SOURCE DOCUMENT:
☆ ☆ ☆ ☆ ☆ ☆ ☆

A Crisis in Corrections. As they now operate, the “corrections” systems in Maryland, Virginia and the District of Columbia correct nothing. What they do is to dehumanize the more than 100,000 people in our region’s prisons and jails, traumatize their families and communities and harm us all by propping up economic inequality and pervasive racism. In Maryland and Virginia, respectively, 68% and 58% of those imprisoned are black – imprisoned at a rate five times that of whites.
Our states, acting in our names, spend over two billion dollars annually to inflict an arbitrary, racially-biased culture of punishment, not rehabilitation. Our incarcerated neighbors -- are deprived not just of their liberty but of the most basic human rights. They suffer from
- Deprivation of meaningful physical and emotional contact with family and friends for years on end,
- Grossly inadequate medical and mental health care for a population deeply in need of both,
- Arbitrary limits on freedom of expression, due process of law and the right to vote,
- Tolerance of violence from staff, attack dogs and other inmates, and
- Denial of any real prospect of being better prepared to live a fulfilling life after their release.
And for the tens of thousands in solitary confinement, this dire situation is compounded by living in a 10 by 8-foot prison-within-a-prison -- an experience that gives rise to anxiety, depression, suicidal thoughts, and psychosis. Natasha White, an IAHR staff member who helped lead the successful campaign to end solitary in New York State, herself experienced solitary. She recently reflected that the whole system “needs to be dismantled but we gotta start [by] protecting [those in solitary] from being harmed more than they are already.”

☆ ☆ ☆ ☆ ☆ ☆ ☆

ACTION ITEM:
Copy the corrections text starting with "Our states, acting" and going on through "after their release.", switching "inadequate" to "insufficient".

(Collected data)

☆ ☆ ☆ ☆ ☆ ☆ ☆

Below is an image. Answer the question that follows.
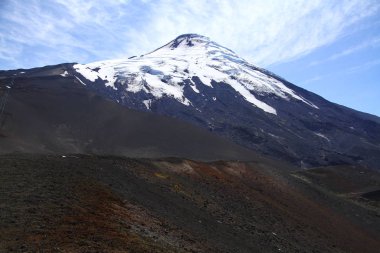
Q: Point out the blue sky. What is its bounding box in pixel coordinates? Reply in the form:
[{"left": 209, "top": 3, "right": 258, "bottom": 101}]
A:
[{"left": 0, "top": 0, "right": 380, "bottom": 116}]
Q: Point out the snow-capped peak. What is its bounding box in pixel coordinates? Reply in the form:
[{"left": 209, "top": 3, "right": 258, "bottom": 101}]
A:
[{"left": 74, "top": 34, "right": 318, "bottom": 114}]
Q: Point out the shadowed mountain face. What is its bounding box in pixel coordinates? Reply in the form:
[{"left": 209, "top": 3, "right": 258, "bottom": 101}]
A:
[
  {"left": 0, "top": 73, "right": 255, "bottom": 160},
  {"left": 0, "top": 154, "right": 380, "bottom": 253},
  {"left": 0, "top": 34, "right": 380, "bottom": 169}
]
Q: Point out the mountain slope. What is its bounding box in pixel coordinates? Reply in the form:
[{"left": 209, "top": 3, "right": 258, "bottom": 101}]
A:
[
  {"left": 0, "top": 73, "right": 255, "bottom": 160},
  {"left": 0, "top": 34, "right": 380, "bottom": 169},
  {"left": 67, "top": 34, "right": 380, "bottom": 167}
]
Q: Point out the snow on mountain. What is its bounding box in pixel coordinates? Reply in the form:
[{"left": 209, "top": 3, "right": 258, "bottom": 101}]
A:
[{"left": 74, "top": 34, "right": 318, "bottom": 115}]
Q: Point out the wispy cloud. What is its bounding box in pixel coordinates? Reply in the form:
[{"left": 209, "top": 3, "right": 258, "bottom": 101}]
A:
[{"left": 0, "top": 0, "right": 380, "bottom": 68}]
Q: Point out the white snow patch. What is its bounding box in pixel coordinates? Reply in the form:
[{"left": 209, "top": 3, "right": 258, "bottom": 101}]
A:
[
  {"left": 75, "top": 76, "right": 86, "bottom": 85},
  {"left": 74, "top": 37, "right": 318, "bottom": 115},
  {"left": 143, "top": 99, "right": 152, "bottom": 110}
]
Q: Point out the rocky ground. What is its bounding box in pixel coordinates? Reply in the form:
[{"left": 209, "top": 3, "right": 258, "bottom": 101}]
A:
[{"left": 0, "top": 154, "right": 380, "bottom": 252}]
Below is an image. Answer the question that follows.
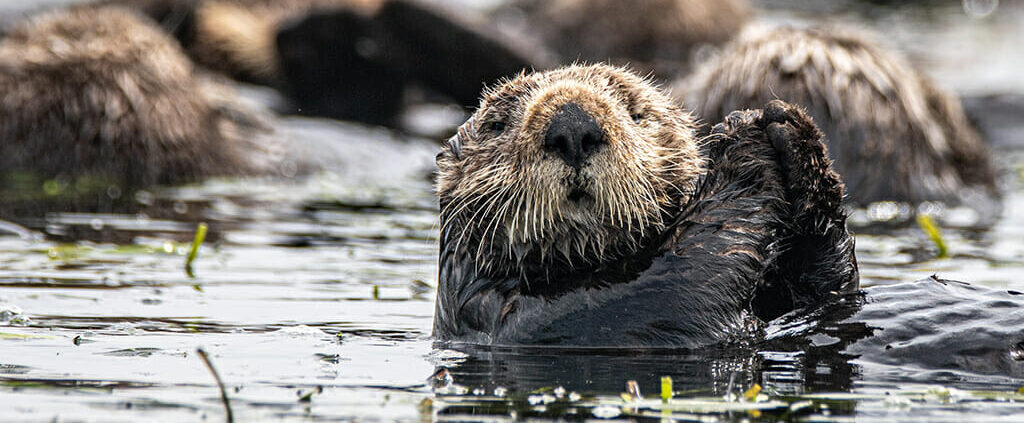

☆ ☆ ☆ ☆ ☆ ☆ ☆

WRITTEN ANSWER:
Our states, acting in our names, spend over two billion dollars annually to inflict an arbitrary, racially-biased culture of punishment, not rehabilitation. Our incarcerated neighbors -- are deprived not just of their liberty but of the most basic human rights. They suffer from
- Deprivation of meaningful physical and emotional contact with family and friends for years on end,
- Grossly insufficient medical and mental health care for a population deeply in need of both,
- Arbitrary limits on freedom of expression, due process of law and the right to vote,
- Tolerance of violence from staff, attack dogs and other inmates, and
- Denial of any real prospect of being better prepared to live a fulfilling life after their release.